TEXT SHOWN.
+--

Not only no, but hell no! You'll be lucky to afford to buy a burger for your kids.
Potential Income for Mary Kay IBCs |
The Data and the Assumptions
To avoid accusations of unfairness, I used data that directors made available, and used their methods to estimate the income and expenses for the consultants.
Dozens of active Mary Kay Directors of all ranks made retail sales data from their units available to me through the newsletters on their websites. The data contained sales data from 26,279 IBCs across the USA, representing the potential sale of $39,139,496 in product, in 2005 and 2006.*
I know, from reading the training material that the directors also made available to me, that directors put pressure on their downline unit members to keep inventory on hand. "You can't sell from an empty store" is a recurring phrase. The recruiting and training material also shows that consultants are encouraged to use their credit cards, take out small bank loans, borrow from relatives, beg from friends, borrow against their life insurance, and even pawn items in order to "stock the store" with several thousand dollars of inventory. And I know, also from the training material, that part of the proceeds from sales should go to repaying these loans.
But let's pretend that doesn't happen. Let's pretend that this is zero-inventory, just-in-time ordering, with customers who don't mind waiting. Therefore, I'll assume that every estimated retail sale makes an immediate profit for the IBC, because she has no money tied up in inventory and didn't borrow money.
Mary Kay claims to have a potential profit of 50% (it's really 100% markup, but let's use their terminology for now). If you order enough product in a single order you get a 50% discount off the suggested retail price. You then sell it at full list price - twice what you paid. Many of the training materials recommend offering discounts and "gift with purchase" items to drum up sales, and FaceBook is full of IBC's offering all kinds of discounts.

+--

DIRECTIVES.
a - From the text on Mary Kay consultant income, list every way the training material says consultants are encouraged to get money for inventory.
b - According to the text on Mary Kay consultant income, how many IBCs did the directors' retail sales data cover?
c - Please write the next few sentences of the text on Mary Kay consultant income, following on from its last sentence.

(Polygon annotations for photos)
+--

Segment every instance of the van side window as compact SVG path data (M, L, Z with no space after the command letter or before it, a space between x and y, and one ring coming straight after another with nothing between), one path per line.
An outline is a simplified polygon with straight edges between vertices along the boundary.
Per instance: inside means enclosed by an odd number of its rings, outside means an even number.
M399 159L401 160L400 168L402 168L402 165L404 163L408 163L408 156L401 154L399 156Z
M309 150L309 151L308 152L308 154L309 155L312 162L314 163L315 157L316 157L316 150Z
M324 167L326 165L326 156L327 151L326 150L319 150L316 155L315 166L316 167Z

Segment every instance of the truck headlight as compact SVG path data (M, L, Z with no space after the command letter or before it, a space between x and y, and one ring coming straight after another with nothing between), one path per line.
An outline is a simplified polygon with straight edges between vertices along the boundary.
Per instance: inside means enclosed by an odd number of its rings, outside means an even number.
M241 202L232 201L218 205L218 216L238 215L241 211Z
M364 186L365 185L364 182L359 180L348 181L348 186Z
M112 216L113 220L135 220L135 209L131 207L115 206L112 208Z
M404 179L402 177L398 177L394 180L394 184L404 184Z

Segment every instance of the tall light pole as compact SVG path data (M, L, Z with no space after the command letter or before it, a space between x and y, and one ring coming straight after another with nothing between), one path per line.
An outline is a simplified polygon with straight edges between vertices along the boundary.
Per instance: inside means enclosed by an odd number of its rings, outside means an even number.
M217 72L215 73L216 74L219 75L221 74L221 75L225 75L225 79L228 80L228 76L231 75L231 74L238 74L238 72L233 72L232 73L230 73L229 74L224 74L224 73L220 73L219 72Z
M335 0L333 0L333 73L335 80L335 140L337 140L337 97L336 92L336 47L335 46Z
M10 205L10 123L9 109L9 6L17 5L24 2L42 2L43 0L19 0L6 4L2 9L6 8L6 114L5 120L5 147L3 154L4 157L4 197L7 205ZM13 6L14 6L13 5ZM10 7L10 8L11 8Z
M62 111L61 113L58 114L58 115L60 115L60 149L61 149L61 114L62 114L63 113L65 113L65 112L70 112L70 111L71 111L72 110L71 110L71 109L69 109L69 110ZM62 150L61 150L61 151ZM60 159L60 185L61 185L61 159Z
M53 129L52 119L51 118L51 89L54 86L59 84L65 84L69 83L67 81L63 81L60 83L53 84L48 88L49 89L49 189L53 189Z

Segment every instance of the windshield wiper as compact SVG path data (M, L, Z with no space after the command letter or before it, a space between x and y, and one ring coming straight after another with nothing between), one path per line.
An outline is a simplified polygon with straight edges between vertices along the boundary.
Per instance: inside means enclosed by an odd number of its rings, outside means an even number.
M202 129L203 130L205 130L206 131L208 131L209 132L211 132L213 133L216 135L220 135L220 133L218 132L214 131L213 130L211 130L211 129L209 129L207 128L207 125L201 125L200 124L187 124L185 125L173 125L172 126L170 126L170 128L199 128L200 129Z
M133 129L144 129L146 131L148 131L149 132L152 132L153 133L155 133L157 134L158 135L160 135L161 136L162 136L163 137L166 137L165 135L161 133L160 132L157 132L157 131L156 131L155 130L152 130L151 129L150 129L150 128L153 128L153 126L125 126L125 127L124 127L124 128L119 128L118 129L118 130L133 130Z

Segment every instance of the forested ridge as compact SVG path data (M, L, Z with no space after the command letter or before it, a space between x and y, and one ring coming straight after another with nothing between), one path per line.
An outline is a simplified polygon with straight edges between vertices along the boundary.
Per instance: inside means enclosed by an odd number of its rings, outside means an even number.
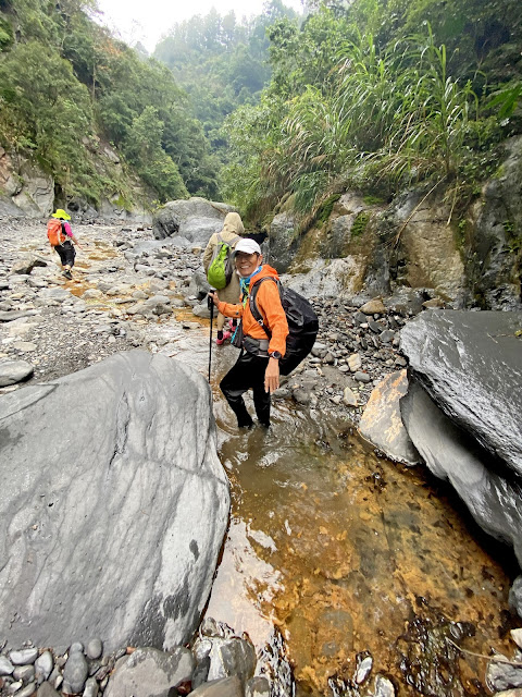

+--

RESULTS OF THE EXERCISE.
a -
Use their credit cards
Take out small bank loans
Borrow from relatives
Beg from friends
Borrow against their life insurance
Pawn items

b - 26,279 IBCs across the USA.

c -
But let's pretend that isn't necessary. Let's pretend that the customers are willing to pay full retail price for everything. For the purposes of this analysis, I assume that all IBCs buy at the full discount price and immediately sell at the full retail price.
Profit Assumptions
The formulas I used to estimate income are taken from training and recruiting material that was made available to me by the active Mary Kay sales directors. Where this material gave differing values, I accepted the material that was most favorable to Mary Kay - whatever gave the lowest expenses and the highest profits.
NSD Diana Sumpter's worksheet on money management estimates this: 50% of the gross income is the cost of buying the discounted product. Another 5% should go to buy non-retail items such as catalogs, and 5% to buy "hostess gifts" for the sales parties. That leaves 40% of the gross income to cover taxes, other business expenses such as gas and babysitters, and provide the IBC some income from her business.
For example, an IBC sells $1000 retail to her customers in one week. $1000 a week sounds pretty good. But she has to pay her suppliers and the tax man: $500 pays for the product, $50 is budgeted for catalogs and samples, $50 is budgeted for hostess gifts, and $400 is left to pay the other business expenses. The government takes about $50 for taxes. She has $350 left to pay her other expenses, such as postage, gas, meeting fees, and office supplies. Let's assume the average expenses are $50 a week, leaving her with $300 (30%) of her sales as spendable money.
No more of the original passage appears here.